= Text extract =
>>>

Instead of a two parameter function, you can write a one-parameter function
that returns another one-parameter function. Since that sounds really
confusing, let's take a moment and look again at our "poly" example:

poly x y = x*x + 2*x*y + y*y

Now, suppose we knew that "x" was going to be three. Then we could write a
special one-parameter function:

poly3 y = 3*3 + 2*3*y + y*y

But we don't know "x". But what we can do
is write a function that takes a parameter "x", and
returns a function where all of the references to x are filled
in, and given a y value, will return the value of the polynomial for x and
y:

polyn x = (y -> x*x + 2*x*y + y*y)

If we call "polyn 3", the result is exactly what we wrote for
"poly3". If we call "polyn a b", it's semantically
exactly the same thing as "poly a b". (That doesn't mean
that the compiler actually implements multi-parameter functions by
generating single-parameter functions; it generates multi-parameters functions
the way you'd expect. But everything behaves as if it did.) So what's
the type of polyn? Well, it's a function that takes a parameter
of type a; and returns a function of type "Num a
=> a -> a
". So, the type of polyn is "Num a => a -> (a ->
a)
"; and since the precedence and associativity rules are set up to
make currying convenient, the parents in that aren't necessary - that's the
same as "Num a => a -> a -> a". Since "poly" and
"polyn" are supposed to be semantically equivalent, that means
that "poly"'s type must also be "Num a => a -> a ->
a'".

17 responses so far

  • Luke Zapart says:

    Haskell accepts Unicode characters for certain symbols like lambdas, so you can actually write
    poly = λ x y → x*x + 2*x*y + y*y
    which is even closer to the classic lambda syntax.

  • DSimon says:

    Very fascinating post! This is definitely a language I'm going to have to spend some time playing with.
    Near the end of your article, I was about to complain with something along the lines of "Well, won't currying cause the type definitions of functions which accept many parameters to rapidly become unreadable?". Then, I remembered that I'm currently working with C++ STL and have to stare at 200 characters of gobbeldygook every time I have a syntax problem involving a list of strings. Compared to that, having to count on my fingers to figure out "a => a -> a -> a -> a -> a -> a" is downright elegant. 🙂

  • I'm not sure I'd say that types "are" propositions and programs "are" proofs. It's more accurate to say that types are the objects and proofs are the morphisms in a cartesian closed category Hask, and that to any CCC we can associate an "internal logic" to discuss its semantics.

<<<

= Data to use =
>>>

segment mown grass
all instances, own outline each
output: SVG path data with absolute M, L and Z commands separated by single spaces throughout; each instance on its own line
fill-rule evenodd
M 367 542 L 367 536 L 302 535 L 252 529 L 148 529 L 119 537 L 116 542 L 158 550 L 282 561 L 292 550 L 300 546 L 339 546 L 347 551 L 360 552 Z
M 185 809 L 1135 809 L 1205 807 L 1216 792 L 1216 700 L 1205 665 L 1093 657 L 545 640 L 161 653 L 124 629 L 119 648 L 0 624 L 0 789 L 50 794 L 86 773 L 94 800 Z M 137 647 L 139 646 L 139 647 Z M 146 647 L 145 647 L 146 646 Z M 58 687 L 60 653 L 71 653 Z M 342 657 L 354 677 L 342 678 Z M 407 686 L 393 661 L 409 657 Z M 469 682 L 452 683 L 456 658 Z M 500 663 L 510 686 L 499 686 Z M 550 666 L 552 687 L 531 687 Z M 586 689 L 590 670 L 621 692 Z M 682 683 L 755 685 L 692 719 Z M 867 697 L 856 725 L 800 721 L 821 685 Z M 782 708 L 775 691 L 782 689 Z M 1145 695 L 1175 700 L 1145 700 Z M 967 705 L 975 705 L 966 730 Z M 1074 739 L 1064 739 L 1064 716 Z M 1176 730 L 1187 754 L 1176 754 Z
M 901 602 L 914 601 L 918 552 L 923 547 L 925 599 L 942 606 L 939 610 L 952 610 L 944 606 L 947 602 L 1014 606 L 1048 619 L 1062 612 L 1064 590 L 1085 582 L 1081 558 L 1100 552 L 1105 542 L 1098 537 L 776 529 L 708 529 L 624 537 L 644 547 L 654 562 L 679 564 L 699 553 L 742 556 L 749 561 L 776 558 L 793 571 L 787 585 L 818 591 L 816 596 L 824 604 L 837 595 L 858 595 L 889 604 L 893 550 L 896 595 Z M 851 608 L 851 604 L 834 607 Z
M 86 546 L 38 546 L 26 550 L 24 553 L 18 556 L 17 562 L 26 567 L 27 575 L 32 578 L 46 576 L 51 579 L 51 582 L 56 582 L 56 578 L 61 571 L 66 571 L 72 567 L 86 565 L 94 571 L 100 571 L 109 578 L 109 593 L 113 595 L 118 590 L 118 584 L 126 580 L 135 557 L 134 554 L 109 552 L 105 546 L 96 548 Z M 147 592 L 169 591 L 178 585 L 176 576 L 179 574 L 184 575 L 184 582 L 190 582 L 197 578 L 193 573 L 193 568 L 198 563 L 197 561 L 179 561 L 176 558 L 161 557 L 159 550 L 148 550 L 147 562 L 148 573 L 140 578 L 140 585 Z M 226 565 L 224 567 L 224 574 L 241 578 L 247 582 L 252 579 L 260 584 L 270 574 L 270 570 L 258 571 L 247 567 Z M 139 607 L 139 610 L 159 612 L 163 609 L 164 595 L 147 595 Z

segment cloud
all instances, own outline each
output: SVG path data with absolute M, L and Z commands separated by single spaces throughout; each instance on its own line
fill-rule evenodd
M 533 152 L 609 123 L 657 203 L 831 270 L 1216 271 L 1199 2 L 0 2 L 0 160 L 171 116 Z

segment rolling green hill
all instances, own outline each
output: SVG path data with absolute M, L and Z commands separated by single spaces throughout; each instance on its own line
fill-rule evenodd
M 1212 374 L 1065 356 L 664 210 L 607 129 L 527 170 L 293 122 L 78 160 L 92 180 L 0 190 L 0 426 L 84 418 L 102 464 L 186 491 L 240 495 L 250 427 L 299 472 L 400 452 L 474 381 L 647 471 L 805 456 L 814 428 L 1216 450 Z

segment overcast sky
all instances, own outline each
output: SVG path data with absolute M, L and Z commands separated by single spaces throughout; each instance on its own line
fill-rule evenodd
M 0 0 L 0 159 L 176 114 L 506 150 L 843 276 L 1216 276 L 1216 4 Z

<<<

= What you need to do =
a - In the currying text, what does Haskell accept in place of certain symbols such as lambdas?
b - Rewrite the rows from the line with "segment cloud" to the line with "M 533 152 L", replacing "single spaces" with "commas" and leaving everything else unchanged.

= Worked answers =
a - Unicode characters.

b -
segment cloud
all instances, own outline each
output: SVG path data with absolute M, L and Z commands separated by commas throughout; each instance on its own line
fill-rule evenodd
M 533 152 L 609 123 L 657 203 L 831 270 L 1216 271 L 1199 2 L 0 2 L 0 160 L 171 116 Z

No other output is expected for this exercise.